▶ Short task
Can you reproduce the listing below line for line, keeping every character unchanged?

▶ Entries
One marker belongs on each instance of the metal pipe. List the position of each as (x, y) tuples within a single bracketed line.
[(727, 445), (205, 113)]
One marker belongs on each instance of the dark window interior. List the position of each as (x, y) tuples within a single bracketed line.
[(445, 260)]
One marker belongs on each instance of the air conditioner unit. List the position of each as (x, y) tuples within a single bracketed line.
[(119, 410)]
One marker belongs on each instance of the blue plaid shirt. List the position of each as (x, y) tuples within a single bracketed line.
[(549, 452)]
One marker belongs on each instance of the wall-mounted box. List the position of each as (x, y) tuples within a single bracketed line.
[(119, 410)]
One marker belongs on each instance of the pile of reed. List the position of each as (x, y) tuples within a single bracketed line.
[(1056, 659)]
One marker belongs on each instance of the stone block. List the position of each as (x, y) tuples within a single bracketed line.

▶ Solved exercise
One marker belongs on each instance of the metal pipe. List the position of each as (x, y) tuples within a single bracketed line.
[(727, 445), (205, 113)]
One marker belongs on each instance of the dark window interior. List the position of each as (x, y) tuples within a single bracketed line.
[(445, 260)]
One marker belongs on each instance of the air conditioner unit. List the position of each as (x, y) tuples within a single bracketed line.
[(119, 410)]
One marker belongs on each instance of the blue plaid shirt. List the position of each as (x, y) tuples within a single bracketed line.
[(549, 452)]
One marker belongs on each instance of the wall-mounted box. List the position of each as (x, y) tuples within a single bracketed line.
[(119, 410)]
One marker belongs on each instance of the pile of reed. List the position of each as (x, y) tuples within a single bracketed line.
[(1056, 659)]
One marker belongs on each instance of the stone block. List the position of each as (x, y) tuples within a single bracketed line.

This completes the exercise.